A pair of closed form functions (F,G) is said to be a Wilf-Zeilberger pair if

 F(n+1,k)-F(n,k)=G(n,k+1)-G(n,k).
(1)

The Wilf-Zeilberger formalism provides succinct proofs of known identities and allows new identities to be discovered whenever it succeeds in finding a proof certificate for a known identity. However, if the starting point is an unknown hypergeometric sum, then the Wilf-Zeilberger method cannot discover a closed form solution, while Zeilberger's algorithm can.

Wilf-Zeilberger pairs are very useful in proving hypergeometric identities of the form

 sum_(k)t(n,k)=rhs(n)
(2)

for which the addend t(n,k) vanishes for all k outside some finite interval. Now divide by the right-hand side to obtain

 sum_(k)F(n,k)=1,
(3)

where

 F(n,k)=(t(n,k))/(rhs(n)).
(4)

Now use a rational function R(n,k) provided by Zeilberger's algorithm, define

 G(n,k)=R(n,k)F(n,k).
(5)

The identity (◇) then results. Summing the relation over all integers then telescopes the right side to 0, giving

 sum_(k)F(n+1,k)=sum_(k)F(n,k).

(RECORD EXTRACTS)
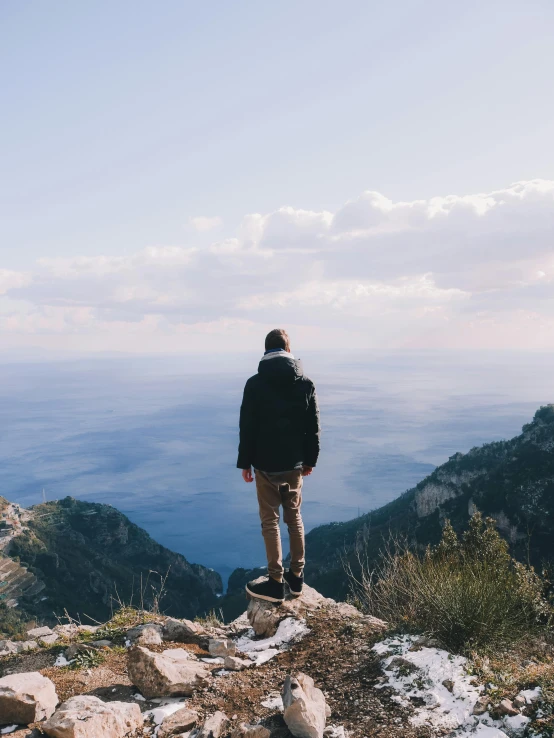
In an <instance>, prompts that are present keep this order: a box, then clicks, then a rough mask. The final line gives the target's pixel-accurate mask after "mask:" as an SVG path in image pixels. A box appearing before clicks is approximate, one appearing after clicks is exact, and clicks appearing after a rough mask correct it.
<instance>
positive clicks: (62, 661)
mask: <svg viewBox="0 0 554 738" xmlns="http://www.w3.org/2000/svg"><path fill="white" fill-rule="evenodd" d="M72 663H73V659H72V660H71V661H68V660H67V659H66V658H65V656H64V655H63V653H59V654H58V658H57V659H56V660H55V661H54V666H69V664H72Z"/></svg>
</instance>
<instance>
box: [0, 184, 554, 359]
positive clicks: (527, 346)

(WHAT THE EXERCISE ASKS)
Continue the Wilf-Zeilberger pairs excerpt, starting right after its last line. The rows play no part in what comes next.

(ANSWER FOR THIS EXERCISE)
(6)

Therefore, sum_(k)F(n,k) is independent of n, and so must be a constant. If F is properly normalized, then it will be true that sum_(k)F(0,k)=1.

For example, consider the binomial coefficient identity

 sum_(k=0)^n(n; k)=2^n,
(7)

the function R(n,k) returned by Zeilberger's algorithm is

 R(n,k)=k/(2(k-n-1)).
(8)

Therefore,

 F(n,k)=(n; k)2^(-n)
(9)

and

G(n,k)=R(n,k)F(n,k)
(10)
=k/(2(k-n-1))(n; k)2^(-n)
(11)
=-(kn!2^(-n))/(2(n+1-k)k!(n-k)!)
(12)
=-(n; k-1)2^(-n-1).
(13)

Taking

 F(n+1,k)-F(n,k)=G(n,k+1)-G(n,k)
(14)

then gives the alleged identity

 (n+1; k)2^(-n-1)-(n; k)2^(-n)=-(n; k)2^(-n-1)+(n; k-1)2^(-n-1)?
(15)

Expanding and evaluating shows that the identity does actually hold, and it can also be verified that

 F(0,k)=(0; k)={1   for k=0; 0   otherwise,
(16)

so sum_(k)F(0,k)=1 (Petkovšek et al. 1996, pp. 25-27).

For any Wilf-Zeilberger pair (F,G),

 sum_(n=0)^inftyG(n,0)=sum_(n=1)^infty[F(n,n-1)+G(n-1,n-1)]
(17)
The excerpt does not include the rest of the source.